• [Provided records]:
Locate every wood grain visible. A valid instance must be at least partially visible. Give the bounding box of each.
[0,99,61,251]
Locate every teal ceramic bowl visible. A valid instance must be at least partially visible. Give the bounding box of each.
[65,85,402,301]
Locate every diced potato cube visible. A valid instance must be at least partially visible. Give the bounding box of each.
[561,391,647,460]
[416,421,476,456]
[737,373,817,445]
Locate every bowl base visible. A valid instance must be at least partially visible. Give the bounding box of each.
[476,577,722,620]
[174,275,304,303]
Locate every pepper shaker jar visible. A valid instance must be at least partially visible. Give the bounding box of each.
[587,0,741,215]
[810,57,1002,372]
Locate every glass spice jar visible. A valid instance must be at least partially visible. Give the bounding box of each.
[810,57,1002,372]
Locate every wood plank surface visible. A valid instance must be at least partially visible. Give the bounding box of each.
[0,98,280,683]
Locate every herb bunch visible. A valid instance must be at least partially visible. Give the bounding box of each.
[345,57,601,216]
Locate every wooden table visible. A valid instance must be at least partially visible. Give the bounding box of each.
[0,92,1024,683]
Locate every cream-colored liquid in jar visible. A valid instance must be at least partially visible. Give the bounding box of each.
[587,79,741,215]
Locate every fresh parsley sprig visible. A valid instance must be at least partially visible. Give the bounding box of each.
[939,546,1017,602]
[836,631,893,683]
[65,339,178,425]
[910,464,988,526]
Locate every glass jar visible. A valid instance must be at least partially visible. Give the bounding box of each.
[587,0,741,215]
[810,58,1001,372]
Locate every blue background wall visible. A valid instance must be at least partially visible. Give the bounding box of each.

• [Work to do]: Please recast every one of the records above as a Markdown table with two columns, Row and Record, giving each line its own numbered row and leaving out blank lines.

• [Exercise output]:
| Row | Record |
|---|---|
| 1 | Locate every wood grain visible. A valid instance must be at least partially visible. Give the bounding box of each. |
| 2 | [0,99,61,251] |
| 3 | Locate every teal ceramic bowl visible. A valid instance must be at least partially visible. Give the bounding box of each. |
| 4 | [65,85,402,301] |
| 5 | Locate every diced potato cube visible. A valid instance must be at least partially visible. Give the bounding box of each. |
| 6 | [561,391,647,460] |
| 7 | [416,421,476,456] |
| 8 | [737,373,817,445] |
| 9 | Locate every bowl base visible. A valid instance must be at least partially visible. Give the bounding box of each. |
| 10 | [476,577,722,620] |
| 11 | [174,275,304,303] |
| 12 | Locate every pepper shaker jar visible. A valid instance must be at least partially visible. Give the bounding box of each. |
| 13 | [587,0,741,215] |
| 14 | [810,57,1002,372] |
| 15 | Locate every glass spice jar visible. A valid instance must be at least partially visible. Give the bounding box of each. |
| 16 | [810,57,1002,372] |
| 17 | Locate every wood plank surface visible. A valid instance must be at least partially visible. Give the bounding box of each. |
| 18 | [0,98,280,683] |
| 19 | Locate every herb bunch visible. A valid instance must be at least partially visible. Give the bounding box of each. |
| 20 | [345,57,601,216] |
| 21 | Locate every wooden table visible. A valid instance must be at least partially visible. Give the bounding box of each. |
| 22 | [0,92,1024,683] |
| 23 | Locate every cream-colored liquid in jar visible. A valid instance must be at least partially visible. Give the bounding box of each. |
| 24 | [587,79,741,215] |
| 25 | Locate every fresh parsley sprig visible. A valid instance must be at least partially visible. Give the bounding box of each. |
| 26 | [939,546,1017,602] |
| 27 | [836,631,893,683] |
| 28 | [65,339,178,425] |
| 29 | [910,464,988,526] |
| 30 | Locate every glass jar visible. A valid instance must be at least partially visible. Give the bounding box of each. |
| 31 | [587,0,741,215] |
| 32 | [810,58,1001,372] |
| 33 | Locate every blue background wall visible. A valid instance must be at least partially visible. Give the bounding box of each. |